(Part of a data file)
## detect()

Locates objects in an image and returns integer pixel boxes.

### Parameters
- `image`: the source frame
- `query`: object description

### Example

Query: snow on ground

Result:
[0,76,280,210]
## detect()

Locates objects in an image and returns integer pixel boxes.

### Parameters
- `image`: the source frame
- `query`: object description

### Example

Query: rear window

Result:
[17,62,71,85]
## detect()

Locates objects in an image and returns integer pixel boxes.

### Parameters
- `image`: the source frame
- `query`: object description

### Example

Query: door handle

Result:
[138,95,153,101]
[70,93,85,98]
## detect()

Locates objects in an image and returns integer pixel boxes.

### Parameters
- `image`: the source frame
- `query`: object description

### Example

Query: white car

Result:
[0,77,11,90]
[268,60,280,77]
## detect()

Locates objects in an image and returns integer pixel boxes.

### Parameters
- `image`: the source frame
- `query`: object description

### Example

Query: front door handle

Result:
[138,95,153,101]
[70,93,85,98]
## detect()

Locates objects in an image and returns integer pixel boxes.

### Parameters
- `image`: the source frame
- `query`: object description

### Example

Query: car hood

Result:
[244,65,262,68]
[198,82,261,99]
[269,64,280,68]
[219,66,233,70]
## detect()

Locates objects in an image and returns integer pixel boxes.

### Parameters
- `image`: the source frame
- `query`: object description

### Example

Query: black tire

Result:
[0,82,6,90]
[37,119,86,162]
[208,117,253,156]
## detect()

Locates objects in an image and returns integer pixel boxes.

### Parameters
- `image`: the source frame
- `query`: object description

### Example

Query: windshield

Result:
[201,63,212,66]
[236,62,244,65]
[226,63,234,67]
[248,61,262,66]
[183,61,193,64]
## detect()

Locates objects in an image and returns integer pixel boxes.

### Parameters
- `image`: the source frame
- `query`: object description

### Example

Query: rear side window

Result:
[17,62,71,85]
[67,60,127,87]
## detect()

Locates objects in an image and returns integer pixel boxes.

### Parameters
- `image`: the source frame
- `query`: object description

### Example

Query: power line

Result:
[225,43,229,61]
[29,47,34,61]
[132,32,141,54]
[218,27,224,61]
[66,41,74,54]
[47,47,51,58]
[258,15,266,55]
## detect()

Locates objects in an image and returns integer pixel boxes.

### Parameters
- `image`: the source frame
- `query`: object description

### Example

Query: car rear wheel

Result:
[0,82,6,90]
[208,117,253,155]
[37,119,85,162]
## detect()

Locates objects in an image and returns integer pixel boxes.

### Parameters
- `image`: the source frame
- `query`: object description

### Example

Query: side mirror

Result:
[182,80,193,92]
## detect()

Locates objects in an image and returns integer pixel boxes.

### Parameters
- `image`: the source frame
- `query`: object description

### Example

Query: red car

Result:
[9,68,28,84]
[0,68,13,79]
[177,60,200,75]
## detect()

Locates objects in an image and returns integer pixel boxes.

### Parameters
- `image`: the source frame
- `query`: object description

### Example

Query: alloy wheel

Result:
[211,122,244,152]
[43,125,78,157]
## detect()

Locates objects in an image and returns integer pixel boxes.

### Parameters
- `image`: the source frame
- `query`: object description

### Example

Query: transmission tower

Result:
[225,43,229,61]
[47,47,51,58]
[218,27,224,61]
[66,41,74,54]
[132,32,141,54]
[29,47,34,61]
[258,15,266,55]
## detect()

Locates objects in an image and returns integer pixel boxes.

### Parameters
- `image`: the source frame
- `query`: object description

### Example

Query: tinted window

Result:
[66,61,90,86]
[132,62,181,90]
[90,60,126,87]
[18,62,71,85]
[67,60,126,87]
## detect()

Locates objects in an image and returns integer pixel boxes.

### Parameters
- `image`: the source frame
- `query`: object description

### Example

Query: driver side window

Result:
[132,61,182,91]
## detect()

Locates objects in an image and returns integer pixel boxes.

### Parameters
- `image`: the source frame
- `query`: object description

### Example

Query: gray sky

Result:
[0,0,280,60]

PROBLEM REQUIREMENTS >> Select every line in the listing above that contains the string "rear", and copy each one out. Case counts.

WRITTEN RESPONSE >>
Query: rear window
Query: rear side window
Query: car rear wheel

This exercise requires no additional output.